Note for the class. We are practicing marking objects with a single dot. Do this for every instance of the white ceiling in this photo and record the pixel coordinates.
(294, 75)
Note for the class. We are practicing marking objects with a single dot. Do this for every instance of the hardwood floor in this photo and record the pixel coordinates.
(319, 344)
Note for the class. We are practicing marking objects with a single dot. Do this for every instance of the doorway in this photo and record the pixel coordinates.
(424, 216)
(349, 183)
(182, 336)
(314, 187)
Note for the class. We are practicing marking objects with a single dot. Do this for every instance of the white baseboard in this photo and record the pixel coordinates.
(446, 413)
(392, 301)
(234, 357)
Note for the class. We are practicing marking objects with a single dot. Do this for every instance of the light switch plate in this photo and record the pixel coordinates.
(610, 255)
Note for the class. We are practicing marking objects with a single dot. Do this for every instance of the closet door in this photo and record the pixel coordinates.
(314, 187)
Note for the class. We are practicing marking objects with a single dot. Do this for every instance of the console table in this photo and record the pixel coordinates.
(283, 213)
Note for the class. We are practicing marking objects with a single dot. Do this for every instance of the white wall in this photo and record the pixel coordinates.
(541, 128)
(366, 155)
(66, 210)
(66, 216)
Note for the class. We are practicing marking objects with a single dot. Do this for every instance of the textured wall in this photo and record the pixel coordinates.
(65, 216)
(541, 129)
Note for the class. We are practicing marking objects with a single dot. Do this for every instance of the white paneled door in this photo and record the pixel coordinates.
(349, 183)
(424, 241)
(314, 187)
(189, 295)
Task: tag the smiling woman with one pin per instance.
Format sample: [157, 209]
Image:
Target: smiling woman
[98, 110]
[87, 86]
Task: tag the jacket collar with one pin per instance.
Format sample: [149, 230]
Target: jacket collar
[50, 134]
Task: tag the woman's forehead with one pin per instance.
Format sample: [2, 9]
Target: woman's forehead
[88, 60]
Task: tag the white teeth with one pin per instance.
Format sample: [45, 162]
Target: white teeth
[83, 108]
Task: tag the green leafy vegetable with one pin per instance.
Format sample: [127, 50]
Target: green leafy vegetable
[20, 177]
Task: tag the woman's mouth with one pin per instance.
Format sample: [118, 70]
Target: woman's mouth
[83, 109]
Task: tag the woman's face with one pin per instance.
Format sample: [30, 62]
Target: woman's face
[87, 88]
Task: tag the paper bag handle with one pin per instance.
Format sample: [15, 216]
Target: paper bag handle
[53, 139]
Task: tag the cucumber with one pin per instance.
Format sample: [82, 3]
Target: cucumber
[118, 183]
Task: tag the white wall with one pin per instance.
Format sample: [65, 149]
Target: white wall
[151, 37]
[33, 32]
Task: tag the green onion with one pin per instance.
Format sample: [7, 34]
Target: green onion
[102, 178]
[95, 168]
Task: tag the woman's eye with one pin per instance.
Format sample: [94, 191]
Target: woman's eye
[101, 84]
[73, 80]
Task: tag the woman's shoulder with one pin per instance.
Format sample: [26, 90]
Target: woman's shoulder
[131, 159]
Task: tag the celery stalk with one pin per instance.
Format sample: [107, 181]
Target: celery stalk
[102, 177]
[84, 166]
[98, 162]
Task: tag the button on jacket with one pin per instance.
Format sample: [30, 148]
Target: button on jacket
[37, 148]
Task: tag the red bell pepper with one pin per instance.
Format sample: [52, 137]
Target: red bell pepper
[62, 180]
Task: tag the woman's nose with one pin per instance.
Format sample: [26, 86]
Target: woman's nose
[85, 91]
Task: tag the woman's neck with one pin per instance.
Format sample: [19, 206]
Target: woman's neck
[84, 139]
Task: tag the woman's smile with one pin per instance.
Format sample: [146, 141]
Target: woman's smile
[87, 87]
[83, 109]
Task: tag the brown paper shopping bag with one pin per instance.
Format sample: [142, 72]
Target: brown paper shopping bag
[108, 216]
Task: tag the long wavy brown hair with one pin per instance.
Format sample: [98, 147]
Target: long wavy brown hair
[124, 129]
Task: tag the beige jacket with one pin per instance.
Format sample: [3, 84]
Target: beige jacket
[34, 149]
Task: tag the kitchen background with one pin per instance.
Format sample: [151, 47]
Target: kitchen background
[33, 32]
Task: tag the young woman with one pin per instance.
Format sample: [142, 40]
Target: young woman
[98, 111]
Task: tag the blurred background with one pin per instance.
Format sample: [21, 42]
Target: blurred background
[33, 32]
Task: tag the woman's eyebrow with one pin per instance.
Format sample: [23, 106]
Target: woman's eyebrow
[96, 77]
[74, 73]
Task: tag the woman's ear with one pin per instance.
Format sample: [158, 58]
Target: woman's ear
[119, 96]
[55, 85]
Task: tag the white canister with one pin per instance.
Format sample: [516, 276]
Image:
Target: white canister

......

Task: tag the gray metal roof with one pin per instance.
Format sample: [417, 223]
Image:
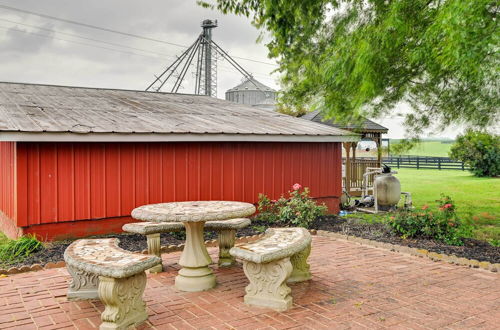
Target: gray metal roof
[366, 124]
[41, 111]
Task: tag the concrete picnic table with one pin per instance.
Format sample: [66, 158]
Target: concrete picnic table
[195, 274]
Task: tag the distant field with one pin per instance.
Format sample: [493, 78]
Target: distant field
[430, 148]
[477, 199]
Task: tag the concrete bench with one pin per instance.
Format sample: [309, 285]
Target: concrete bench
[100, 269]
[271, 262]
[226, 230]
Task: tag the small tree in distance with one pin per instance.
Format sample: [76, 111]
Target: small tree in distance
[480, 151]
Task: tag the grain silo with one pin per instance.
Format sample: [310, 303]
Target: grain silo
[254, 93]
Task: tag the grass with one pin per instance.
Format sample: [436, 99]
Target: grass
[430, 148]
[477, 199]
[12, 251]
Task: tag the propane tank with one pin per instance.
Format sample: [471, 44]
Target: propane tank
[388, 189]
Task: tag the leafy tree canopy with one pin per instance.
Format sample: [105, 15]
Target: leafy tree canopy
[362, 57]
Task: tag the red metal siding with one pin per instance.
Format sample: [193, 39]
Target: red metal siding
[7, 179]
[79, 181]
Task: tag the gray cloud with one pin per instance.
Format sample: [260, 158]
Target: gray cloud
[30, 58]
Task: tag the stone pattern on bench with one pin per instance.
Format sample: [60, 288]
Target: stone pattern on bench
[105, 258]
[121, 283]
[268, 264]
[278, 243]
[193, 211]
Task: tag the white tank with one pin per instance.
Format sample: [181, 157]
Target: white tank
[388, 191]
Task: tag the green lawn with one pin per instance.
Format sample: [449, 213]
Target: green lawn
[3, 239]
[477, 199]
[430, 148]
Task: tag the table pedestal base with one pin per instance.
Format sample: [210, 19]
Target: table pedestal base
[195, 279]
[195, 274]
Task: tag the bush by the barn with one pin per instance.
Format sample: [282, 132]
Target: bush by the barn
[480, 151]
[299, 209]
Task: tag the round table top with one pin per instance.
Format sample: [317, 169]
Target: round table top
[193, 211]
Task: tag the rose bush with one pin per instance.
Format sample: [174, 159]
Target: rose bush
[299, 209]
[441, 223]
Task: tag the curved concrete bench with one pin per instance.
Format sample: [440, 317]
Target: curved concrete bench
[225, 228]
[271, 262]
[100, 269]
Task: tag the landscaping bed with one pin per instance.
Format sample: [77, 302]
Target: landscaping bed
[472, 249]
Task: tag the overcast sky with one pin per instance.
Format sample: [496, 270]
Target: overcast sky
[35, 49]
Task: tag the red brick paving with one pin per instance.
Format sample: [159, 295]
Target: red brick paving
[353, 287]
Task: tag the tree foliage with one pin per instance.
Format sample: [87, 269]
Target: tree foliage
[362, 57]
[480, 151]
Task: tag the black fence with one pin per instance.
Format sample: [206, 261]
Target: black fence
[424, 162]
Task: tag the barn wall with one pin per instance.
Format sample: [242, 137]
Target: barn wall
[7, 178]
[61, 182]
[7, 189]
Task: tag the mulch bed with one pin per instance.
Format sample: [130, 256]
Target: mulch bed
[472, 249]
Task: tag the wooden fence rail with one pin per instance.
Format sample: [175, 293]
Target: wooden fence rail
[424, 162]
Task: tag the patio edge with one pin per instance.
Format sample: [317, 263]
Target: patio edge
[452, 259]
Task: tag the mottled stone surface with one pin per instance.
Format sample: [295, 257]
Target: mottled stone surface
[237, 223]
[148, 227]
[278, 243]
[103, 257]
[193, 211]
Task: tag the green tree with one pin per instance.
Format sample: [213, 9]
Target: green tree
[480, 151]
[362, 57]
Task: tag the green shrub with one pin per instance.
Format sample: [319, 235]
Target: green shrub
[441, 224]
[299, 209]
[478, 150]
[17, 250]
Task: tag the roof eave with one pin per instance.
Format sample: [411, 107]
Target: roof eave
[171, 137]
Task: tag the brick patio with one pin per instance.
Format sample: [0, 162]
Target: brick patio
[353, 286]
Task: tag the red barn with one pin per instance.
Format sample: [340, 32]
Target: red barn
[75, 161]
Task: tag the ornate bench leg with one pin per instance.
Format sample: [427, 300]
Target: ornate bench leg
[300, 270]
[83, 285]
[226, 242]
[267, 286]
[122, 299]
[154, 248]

......

Exercise brief:
Search the data for the string "canister". List each line that has it.

Expected answer:
Task: tag the white canister with one pin per instance.
Target: white canister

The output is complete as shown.